» **REQUIRED ACTION 1**: From the article on wealthy Indians leaving India, return the passage between "According to a news" and "behind their departure?", inclusive, copied word for word.
» **REQUIRED ACTION 2**:
Answer these questions from the article on wealthy Indians leaving India:
(a) According to the 2018 Morgan Stanley estimate, how many Indian billionaires have fled the nation since 2014?
(b) From which city did Dominic Volek speak to the BBC?
(c) What maximum marginal tax rate in India does the Deloitte India partner cite?

According to a news item published by The Economic Times, “repeated polls suggest that the wealthiest are abandoning India.” As per a 2018 research by London-based global citizenship and residence adviser Henley & Partners, around 8,000 HNIs would leave India this year (H&P).
Figures from Morgan Stanley, a Wall Street investment bank, back up these allegations. According to a 2018 bank estimate, 23,000 Indian billionaires have fled the nation since 2014. According to research published by the Global Wealth Migration Review, approximately 5,000 millionaires, or 2% of India’s total number of high-net-worth people, departed the nation in 2020 alone.
What is the reason behind their departure?
According to H&P, Covid-19 has been a major cause of a continuing trend of rich Indians attempting to “globalize their lifestyles and fortunes”. So much so that, in the midst of the shutdown last year, the company opened an office in India to meet rising demand.
“I believe they [clients] are realizing they don’t want to wait for the pandemic’s second or third wave. Now when they are sitting at home, they want their papers. This is known as the insurance policy or Plan B,” Dominic Volek, Henley & Partners’ Group Head of Private, told the BBC from Dubai.
This, according to Bob Dhillon, a Canadian-Indian real estate magnate and the CEO of Mainstreet Equity Corp, is the third wave of migration from India, following the migration of poor and marginal farmers from Punjab to western countries over a century ago and the migration of professionals seeking better working and living conditions.
What effect does it have on us?
“As India aspires to attain the $5 trillion GDP, the steady flow of affluent Indians relocating to another country or taking up residency in another country might be a problem,” Sudhir Kapadia, national leader-tax at EY India, the ET has reported in its news article.
This departure of large sums of money is not always permanent in nature; instead of withdrawing all of their funds from their home nation and cutting business links, they just invest in another country as a fallback alternative. However, this isn’t the case.
“It can be a portent of bad things to come since high-net-worth individuals are frequently the first to go – they have the resources to leave unlike middle-class folks,” Andrew Amoils, Head of Research at New World Wealth, a Johannesburg-based wealth intelligence organization, told the Business Standard newspaper.
When the wealthy depart, India suffers a loss in tax revenue.
Leaving India is part of some businessmen’s tax plans, particularly those who manage investment businesses or are involved in overseas commerce.
“The high individual tax rates in India are the key reason why many Indians are taking up residency in countries like the UAE and Singapore,” Saraswathi Kasturirangan, partner at Deloitte India, told ET. ”In India, the maximum marginal rate is 42.74 percent, thanks to a 37 percent surcharge on a 30 percent tax rate. While lowering individual tax rates should be a goal, the number of days spent in India for taxing worldwide income is equally critical.”

» **RECORDS**:

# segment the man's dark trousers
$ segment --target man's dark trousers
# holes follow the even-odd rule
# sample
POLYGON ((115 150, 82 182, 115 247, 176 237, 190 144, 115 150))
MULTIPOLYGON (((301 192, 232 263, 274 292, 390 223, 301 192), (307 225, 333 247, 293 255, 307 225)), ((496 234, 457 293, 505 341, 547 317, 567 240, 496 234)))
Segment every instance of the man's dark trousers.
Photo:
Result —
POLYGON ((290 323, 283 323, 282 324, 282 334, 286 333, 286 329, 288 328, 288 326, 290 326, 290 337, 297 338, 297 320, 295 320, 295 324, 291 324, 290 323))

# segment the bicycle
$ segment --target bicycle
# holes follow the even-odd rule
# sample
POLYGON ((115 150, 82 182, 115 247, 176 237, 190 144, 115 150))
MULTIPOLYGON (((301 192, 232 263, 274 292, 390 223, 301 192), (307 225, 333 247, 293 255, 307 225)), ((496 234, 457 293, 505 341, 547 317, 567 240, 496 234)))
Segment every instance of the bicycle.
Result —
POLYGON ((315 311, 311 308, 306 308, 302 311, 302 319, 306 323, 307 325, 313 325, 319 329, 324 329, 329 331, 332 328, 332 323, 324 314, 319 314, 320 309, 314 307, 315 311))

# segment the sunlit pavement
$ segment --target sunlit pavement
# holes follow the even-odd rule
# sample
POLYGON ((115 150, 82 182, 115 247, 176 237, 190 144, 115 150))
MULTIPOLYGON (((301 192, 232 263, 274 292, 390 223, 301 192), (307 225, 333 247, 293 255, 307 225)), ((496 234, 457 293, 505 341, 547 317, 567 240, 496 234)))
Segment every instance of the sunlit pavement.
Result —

» **ANSWER SPACE 1**:
According to a news item published by The Economic Times, “repeated polls suggest that the wealthiest are abandoning India.” As per a 2018 research by London-based global citizenship and residence adviser Henley & Partners, around 8,000 HNIs would leave India this year (H&P).
Figures from Morgan Stanley, a Wall Street investment bank, back up these allegations. According to a 2018 bank estimate, 23,000 Indian billionaires have fled the nation since 2014. According to research published by the Global Wealth Migration Review, approximately 5,000 millionaires, or 2% of India’s total number of high-net-worth people, departed the nation in 2020 alone.
What is the reason behind their departure?

» **ANSWER SPACE 2**:
(a) 23,000
(b) Dubai
(c) 42.74 percent